··· DATA SECTION ···
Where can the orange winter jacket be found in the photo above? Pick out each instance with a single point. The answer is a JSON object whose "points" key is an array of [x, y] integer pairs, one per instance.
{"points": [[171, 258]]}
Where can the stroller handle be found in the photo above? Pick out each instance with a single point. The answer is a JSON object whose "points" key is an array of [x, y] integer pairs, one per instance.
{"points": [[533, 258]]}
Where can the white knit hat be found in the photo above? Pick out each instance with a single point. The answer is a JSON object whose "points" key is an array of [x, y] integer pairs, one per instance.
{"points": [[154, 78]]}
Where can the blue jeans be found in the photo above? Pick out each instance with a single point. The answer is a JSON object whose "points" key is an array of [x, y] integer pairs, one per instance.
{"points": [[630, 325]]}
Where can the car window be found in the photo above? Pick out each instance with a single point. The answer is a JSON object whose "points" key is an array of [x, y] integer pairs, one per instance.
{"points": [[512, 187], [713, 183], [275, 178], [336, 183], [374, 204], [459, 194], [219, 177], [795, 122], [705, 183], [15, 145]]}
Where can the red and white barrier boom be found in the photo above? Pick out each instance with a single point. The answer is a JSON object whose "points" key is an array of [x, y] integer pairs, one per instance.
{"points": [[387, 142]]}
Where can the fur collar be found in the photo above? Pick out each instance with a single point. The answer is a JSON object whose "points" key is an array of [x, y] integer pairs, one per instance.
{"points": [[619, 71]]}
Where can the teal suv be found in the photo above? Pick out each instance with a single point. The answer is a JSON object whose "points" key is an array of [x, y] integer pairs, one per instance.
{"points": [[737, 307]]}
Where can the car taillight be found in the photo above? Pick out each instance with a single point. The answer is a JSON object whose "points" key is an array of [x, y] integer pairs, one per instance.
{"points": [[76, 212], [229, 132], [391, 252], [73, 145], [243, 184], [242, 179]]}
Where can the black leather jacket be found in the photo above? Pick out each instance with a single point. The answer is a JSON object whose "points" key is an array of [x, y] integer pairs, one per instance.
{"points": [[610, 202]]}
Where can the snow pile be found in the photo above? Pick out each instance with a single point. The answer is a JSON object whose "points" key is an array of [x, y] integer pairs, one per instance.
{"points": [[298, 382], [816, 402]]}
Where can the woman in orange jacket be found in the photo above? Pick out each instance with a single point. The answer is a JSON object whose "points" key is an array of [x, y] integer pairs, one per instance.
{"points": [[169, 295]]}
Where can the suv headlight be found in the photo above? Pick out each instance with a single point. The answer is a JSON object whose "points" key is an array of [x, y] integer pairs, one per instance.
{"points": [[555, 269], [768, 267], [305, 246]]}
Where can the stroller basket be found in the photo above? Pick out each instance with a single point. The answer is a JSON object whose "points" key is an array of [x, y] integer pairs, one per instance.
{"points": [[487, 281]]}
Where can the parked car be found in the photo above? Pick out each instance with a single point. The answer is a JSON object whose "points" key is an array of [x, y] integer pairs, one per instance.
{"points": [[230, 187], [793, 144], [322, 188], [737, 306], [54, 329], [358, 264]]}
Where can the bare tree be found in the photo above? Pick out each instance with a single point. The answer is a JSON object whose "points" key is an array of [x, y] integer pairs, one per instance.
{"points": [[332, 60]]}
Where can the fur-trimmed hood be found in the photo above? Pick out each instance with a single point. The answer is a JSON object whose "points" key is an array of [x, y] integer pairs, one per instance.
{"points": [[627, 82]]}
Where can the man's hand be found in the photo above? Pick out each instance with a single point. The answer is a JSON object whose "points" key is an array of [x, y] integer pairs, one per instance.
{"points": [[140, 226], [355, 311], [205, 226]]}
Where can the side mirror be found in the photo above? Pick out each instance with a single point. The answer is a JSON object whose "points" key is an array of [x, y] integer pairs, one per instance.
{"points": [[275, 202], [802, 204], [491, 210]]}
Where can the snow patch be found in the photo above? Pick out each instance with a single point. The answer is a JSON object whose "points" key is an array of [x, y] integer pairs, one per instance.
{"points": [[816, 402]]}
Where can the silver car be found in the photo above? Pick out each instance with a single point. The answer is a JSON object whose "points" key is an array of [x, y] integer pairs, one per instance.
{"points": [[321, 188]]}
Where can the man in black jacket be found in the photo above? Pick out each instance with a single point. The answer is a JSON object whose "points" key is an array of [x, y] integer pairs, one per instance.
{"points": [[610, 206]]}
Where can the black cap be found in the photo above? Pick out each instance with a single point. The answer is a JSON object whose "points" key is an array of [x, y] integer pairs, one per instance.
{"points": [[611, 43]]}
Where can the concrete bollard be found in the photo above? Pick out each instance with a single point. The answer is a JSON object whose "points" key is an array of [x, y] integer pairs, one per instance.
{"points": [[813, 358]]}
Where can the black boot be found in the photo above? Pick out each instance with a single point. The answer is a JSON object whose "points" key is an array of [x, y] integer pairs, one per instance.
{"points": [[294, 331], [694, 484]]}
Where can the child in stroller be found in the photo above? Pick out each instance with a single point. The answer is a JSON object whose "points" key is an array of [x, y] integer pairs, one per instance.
···
Output the full listing exactly as given.

> **YOUR RESPONSE**
Where can the orange winter jacket be found in the photo above? Pick out each instance with a single point. The answer is a JSON object whose "points" key is an array of [x, y] integer pairs, one per instance.
{"points": [[171, 258]]}
Where can the stroller handle be found in the photo above? Pick out each instance with a single point. The answer is a JSON object whose "points" key is an array of [x, y] integer pairs, one per instance.
{"points": [[533, 258]]}
Where can the white knit hat be found in the photo above? Pick out each instance with a single point. The answer is a JSON object whose "points" key is an array of [x, y] integer pairs, one per instance.
{"points": [[154, 78]]}
Where can the blue jeans be found in the photo above? Pick out each instance with a single point. The answer is a JSON object whose "points" key is an array of [x, y] integer pairs, one per instance.
{"points": [[630, 325]]}
Where can the car window be found in the photo above? Pick out each instance with a single point. The answer is a JSON object whose "points" key is an array of [x, y] integer pairs, one per instance.
{"points": [[512, 187], [713, 183], [275, 178], [336, 183], [374, 204], [459, 194], [219, 177], [795, 122], [705, 183], [15, 145]]}
Where can the red and white barrier boom be found in the photo above? Pick out each instance with a single point. The answer is a JSON object whose "points" key is an array of [x, y] integer pairs, one per instance.
{"points": [[387, 142]]}
Where can the fur collar be found in the photo above? Pick out each instance with a single point. The answer is a JSON object whose "points" key is an array of [x, y] integer pairs, one per instance.
{"points": [[619, 71]]}
Where can the teal suv be found in the photo above? Pick out each instance with a single point. The answer is a JSON object whose "points" key is an array of [x, y] integer pairs, one per instance.
{"points": [[737, 307]]}
Where can the car taillight be found in the photo above? Pick out each instance with a single point. The answer is a JSON object whose "points" key is an array of [x, y] integer pairs, one per instance.
{"points": [[76, 212], [229, 132], [391, 252], [73, 145], [243, 184], [242, 179]]}
Where can the black leather jacket be found in the photo above? Pick out each instance with a single point. The answer is a JSON object whose "points" key is an array of [x, y] integer pairs, one per instance.
{"points": [[610, 202]]}
Where can the snow pile be found in the photo above? Pick out each instance with a single point. The answer is a JSON object whose "points" key is an array of [x, y] integer pairs, one per instance.
{"points": [[298, 382], [816, 402]]}
Where can the woman in orange jacket be found in the photo above? Pick out each instance with a single point. The answer is a JSON object whose "points" key is an array of [x, y] integer pairs, one per instance.
{"points": [[169, 295]]}
Where can the suv headlight be found in the photo above? Pick out each instance with a single point. The answer is a JSON object whose "points" key is an array of [x, y] integer pairs, one per instance.
{"points": [[555, 269], [768, 267], [305, 246]]}
Where can the stroller basket be found in the photo above? Pick out each instance with a single point. The answer is a JSON object whose "points" key is an array of [x, y] integer pairs, one per instance.
{"points": [[487, 281]]}
Where can the parked car be found in the photo above? Pick out each instance with a single point. The answer is a JSON object whose "points" key is an array of [x, y] integer pairs, one per instance.
{"points": [[230, 187], [793, 144], [322, 188], [737, 306], [54, 329], [358, 264]]}
Where can the bare tree be found in the photo above? Pick out each instance with a single point. The answer is a JSON object whose "points" key is an array of [x, y] integer pairs, one per instance.
{"points": [[332, 60]]}
Where can the fur-trimmed hood be found in the photo above? Pick out each instance with a single point. The answer is a JSON object whose "points" key is an array of [x, y] integer pairs, one per instance.
{"points": [[627, 82]]}
Where can the man's hand be found in the photo above? Pick out each instance with a single point. The answer is a JSON object whose "points" key is an array of [x, y] integer pairs, one per instance.
{"points": [[140, 226], [355, 311], [205, 226]]}
Where can the side mirror be found in the photo above? Pick out each instance with a single point. The answer is a JSON object whose "points" key is an array of [x, y] integer pairs, one per instance.
{"points": [[275, 202], [802, 204], [491, 210]]}
Where can the snow patch be found in the photo above? Pick out each instance with a single point. The answer is a JSON object whose "points" key is an array of [x, y] integer pairs, one per instance.
{"points": [[816, 402]]}
Where can the silver car be found in the photo above? Pick out each instance with a single point. The answer is a JSON object whose "points" key is an array of [x, y] integer pairs, one per instance.
{"points": [[321, 188]]}
Where can the man in black jacket be found in the photo above? Pick out each instance with a single point. The answer is a JSON object whose "points" key is an array of [x, y] integer pairs, one per instance.
{"points": [[610, 206]]}
Where can the black cap be found in the photo above? Pick out each instance with a single point. The answer is a JSON object whose "points" key is an array of [x, y] integer pairs, one per instance.
{"points": [[611, 43]]}
Where can the concrete bollard be found in the photo above? Pick out each instance with a single point. The answer is a JSON object whose "points" key is an array of [x, y] integer pairs, one per instance.
{"points": [[813, 358]]}
Where can the black boot be found in the photo above? Pick out each instance with a single point. The answer is a JSON object whose "points" key is an array of [x, y] integer pairs, one per instance.
{"points": [[294, 331], [694, 484]]}
Where can the child in stroller be found in the photo above? Pick out each instance with a single point. The answer is a JSON object whose "points" key is an array of [x, y] integer pairs, one per instance.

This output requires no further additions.